▶ [To do] Search the records below for "tower" and copy every line it turns up in.
.....
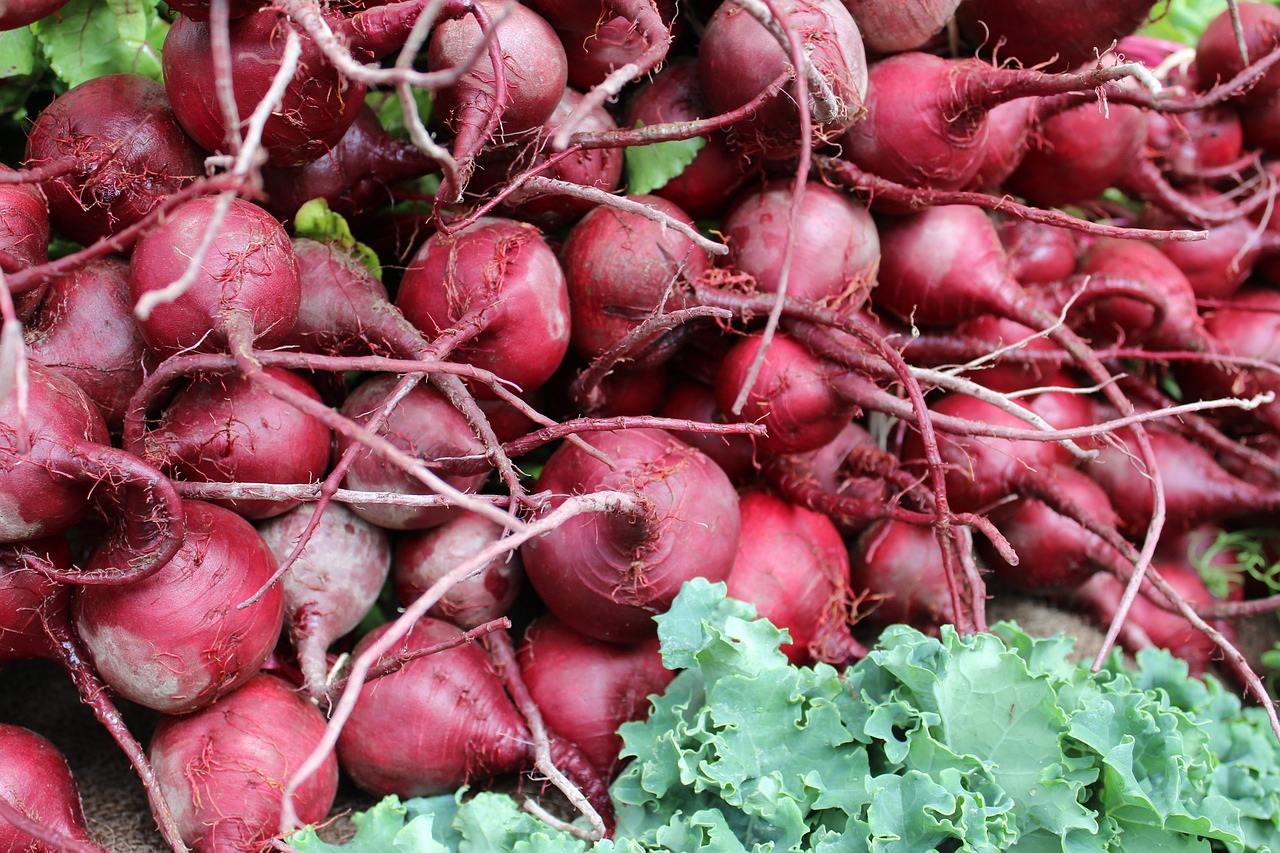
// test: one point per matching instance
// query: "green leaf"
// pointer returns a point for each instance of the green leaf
(650, 167)
(19, 55)
(315, 220)
(88, 39)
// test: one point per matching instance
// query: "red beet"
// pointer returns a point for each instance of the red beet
(506, 270)
(333, 584)
(586, 688)
(608, 574)
(224, 767)
(424, 557)
(794, 566)
(229, 429)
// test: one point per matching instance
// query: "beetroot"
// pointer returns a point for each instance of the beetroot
(424, 424)
(344, 309)
(1078, 153)
(333, 584)
(1066, 32)
(456, 696)
(608, 574)
(319, 105)
(535, 68)
(794, 566)
(899, 566)
(504, 270)
(229, 429)
(176, 641)
(586, 688)
(248, 278)
(618, 268)
(36, 780)
(56, 457)
(836, 243)
(83, 328)
(891, 27)
(355, 177)
(795, 395)
(128, 150)
(23, 227)
(737, 59)
(224, 767)
(1217, 58)
(424, 557)
(676, 95)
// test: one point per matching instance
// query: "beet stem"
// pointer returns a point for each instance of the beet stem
(397, 630)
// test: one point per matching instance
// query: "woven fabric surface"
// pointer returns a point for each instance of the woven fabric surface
(39, 696)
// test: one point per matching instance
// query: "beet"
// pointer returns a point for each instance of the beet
(608, 574)
(424, 424)
(794, 566)
(229, 429)
(618, 268)
(36, 781)
(128, 150)
(504, 270)
(333, 584)
(836, 243)
(224, 767)
(586, 688)
(737, 59)
(248, 272)
(83, 329)
(424, 557)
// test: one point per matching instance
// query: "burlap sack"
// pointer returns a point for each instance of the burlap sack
(39, 696)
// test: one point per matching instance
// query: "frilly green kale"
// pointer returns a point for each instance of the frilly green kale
(992, 742)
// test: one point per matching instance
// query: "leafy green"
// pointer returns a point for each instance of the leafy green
(88, 39)
(992, 742)
(650, 167)
(315, 220)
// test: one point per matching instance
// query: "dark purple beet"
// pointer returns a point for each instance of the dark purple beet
(355, 177)
(248, 270)
(425, 556)
(319, 104)
(1038, 31)
(737, 59)
(608, 574)
(507, 270)
(128, 149)
(836, 246)
(676, 95)
(618, 267)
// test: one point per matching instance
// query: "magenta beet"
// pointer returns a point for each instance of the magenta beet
(176, 641)
(332, 584)
(129, 151)
(586, 688)
(607, 575)
(36, 780)
(423, 557)
(794, 566)
(424, 424)
(504, 270)
(223, 769)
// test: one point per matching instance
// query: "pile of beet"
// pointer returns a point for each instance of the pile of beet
(941, 302)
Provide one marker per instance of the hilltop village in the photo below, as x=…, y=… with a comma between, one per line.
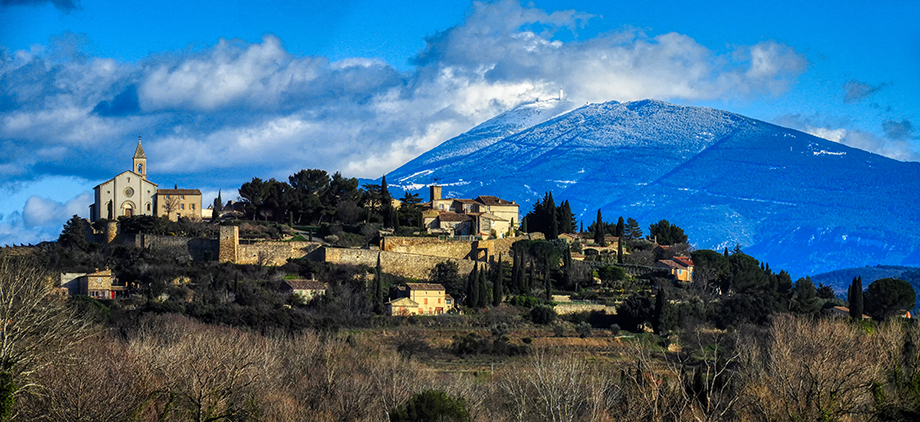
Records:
x=319, y=299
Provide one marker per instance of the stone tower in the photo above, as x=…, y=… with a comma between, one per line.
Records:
x=140, y=160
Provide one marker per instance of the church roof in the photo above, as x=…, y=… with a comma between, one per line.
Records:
x=178, y=192
x=139, y=152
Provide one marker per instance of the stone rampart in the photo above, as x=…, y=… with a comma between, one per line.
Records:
x=431, y=246
x=396, y=263
x=274, y=253
x=572, y=308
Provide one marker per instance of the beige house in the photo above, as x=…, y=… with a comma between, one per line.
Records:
x=178, y=203
x=307, y=289
x=680, y=267
x=421, y=299
x=127, y=194
x=483, y=216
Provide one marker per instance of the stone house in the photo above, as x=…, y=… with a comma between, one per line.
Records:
x=680, y=267
x=98, y=284
x=178, y=203
x=307, y=289
x=421, y=299
x=481, y=216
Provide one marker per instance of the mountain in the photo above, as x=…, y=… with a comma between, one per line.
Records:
x=799, y=202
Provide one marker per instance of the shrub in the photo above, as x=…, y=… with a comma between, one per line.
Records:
x=431, y=405
x=542, y=315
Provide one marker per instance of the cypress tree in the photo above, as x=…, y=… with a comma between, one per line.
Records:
x=472, y=287
x=599, y=230
x=567, y=262
x=519, y=282
x=378, y=287
x=553, y=221
x=217, y=209
x=855, y=299
x=497, y=284
x=483, y=288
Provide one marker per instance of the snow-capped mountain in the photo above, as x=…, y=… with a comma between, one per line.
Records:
x=799, y=202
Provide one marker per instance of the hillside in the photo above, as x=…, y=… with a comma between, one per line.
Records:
x=799, y=202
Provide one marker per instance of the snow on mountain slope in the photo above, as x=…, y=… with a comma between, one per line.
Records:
x=799, y=202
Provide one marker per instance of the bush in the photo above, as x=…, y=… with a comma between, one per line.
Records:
x=432, y=405
x=542, y=315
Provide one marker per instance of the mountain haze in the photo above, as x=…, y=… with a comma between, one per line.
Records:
x=799, y=202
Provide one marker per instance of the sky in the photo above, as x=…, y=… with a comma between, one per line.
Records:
x=221, y=92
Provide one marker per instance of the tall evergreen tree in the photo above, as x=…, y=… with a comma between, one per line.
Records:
x=632, y=230
x=855, y=298
x=483, y=287
x=74, y=234
x=217, y=208
x=378, y=287
x=472, y=287
x=599, y=230
x=551, y=216
x=497, y=284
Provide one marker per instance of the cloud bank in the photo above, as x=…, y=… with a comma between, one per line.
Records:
x=219, y=116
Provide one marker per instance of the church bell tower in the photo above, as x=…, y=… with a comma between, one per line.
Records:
x=140, y=160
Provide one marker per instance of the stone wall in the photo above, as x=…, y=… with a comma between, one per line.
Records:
x=396, y=263
x=180, y=248
x=431, y=246
x=571, y=308
x=229, y=244
x=274, y=253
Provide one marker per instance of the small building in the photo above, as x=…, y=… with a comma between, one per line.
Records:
x=306, y=289
x=98, y=284
x=178, y=203
x=421, y=299
x=483, y=216
x=680, y=267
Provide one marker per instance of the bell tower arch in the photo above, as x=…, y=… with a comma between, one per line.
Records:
x=140, y=160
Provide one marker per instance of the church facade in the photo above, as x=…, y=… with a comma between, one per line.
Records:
x=127, y=194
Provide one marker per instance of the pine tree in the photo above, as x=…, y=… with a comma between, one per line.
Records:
x=497, y=284
x=855, y=299
x=74, y=234
x=632, y=230
x=599, y=230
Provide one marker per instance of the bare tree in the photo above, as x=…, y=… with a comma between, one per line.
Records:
x=36, y=327
x=813, y=370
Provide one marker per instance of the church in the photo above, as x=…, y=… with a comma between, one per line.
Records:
x=130, y=193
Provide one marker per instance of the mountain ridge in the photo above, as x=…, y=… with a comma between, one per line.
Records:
x=725, y=178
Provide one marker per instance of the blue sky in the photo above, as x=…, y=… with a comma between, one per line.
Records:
x=224, y=91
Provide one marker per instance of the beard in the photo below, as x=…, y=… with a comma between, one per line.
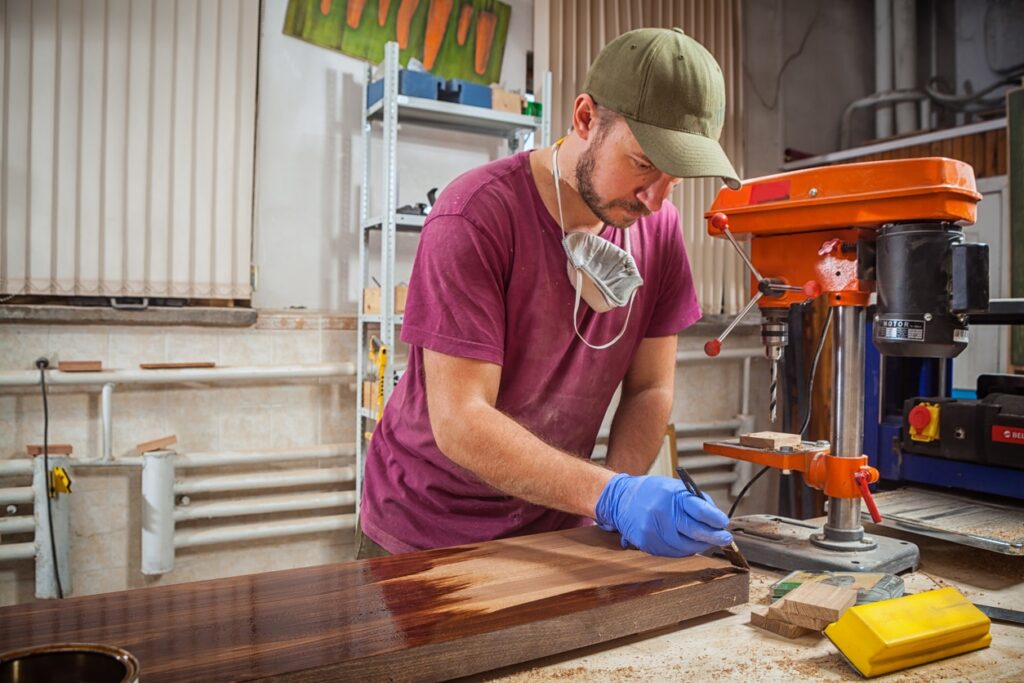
.....
▶ [Task output]
Provide one marker per instance of the stone tower in the photo above, as x=…, y=… with a comma between, one per line.
Provide one marker per instance of the church bell tower in the photo above, as x=…, y=… with a comma between, one per line.
Provide one marker per instance of the bell tower arch in the photo above, as x=…, y=… with a comma between, one per line.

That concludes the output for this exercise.